:: Data section ::

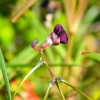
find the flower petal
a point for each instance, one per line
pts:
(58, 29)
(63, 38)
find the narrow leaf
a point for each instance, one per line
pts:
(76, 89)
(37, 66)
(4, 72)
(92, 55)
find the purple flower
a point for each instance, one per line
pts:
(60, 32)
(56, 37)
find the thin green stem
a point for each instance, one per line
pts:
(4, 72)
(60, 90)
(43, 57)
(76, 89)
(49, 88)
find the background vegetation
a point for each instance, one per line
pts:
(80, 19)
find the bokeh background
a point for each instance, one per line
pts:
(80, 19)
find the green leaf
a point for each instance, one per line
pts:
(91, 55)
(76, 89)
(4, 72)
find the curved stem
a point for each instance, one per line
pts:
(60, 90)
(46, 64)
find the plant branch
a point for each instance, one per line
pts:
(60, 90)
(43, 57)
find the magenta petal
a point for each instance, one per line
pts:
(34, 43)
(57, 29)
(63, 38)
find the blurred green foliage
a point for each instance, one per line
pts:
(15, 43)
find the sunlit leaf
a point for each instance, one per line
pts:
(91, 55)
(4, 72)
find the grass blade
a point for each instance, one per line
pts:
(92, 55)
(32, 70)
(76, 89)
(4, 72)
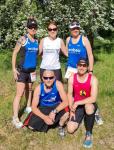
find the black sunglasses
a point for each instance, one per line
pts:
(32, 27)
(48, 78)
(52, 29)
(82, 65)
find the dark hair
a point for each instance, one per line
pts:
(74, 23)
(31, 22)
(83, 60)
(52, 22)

:::

*Exercise objective:*
Tell how many lines above contain the word "flower". Nothing but the number is needed.

*Answer for this exercise:*
2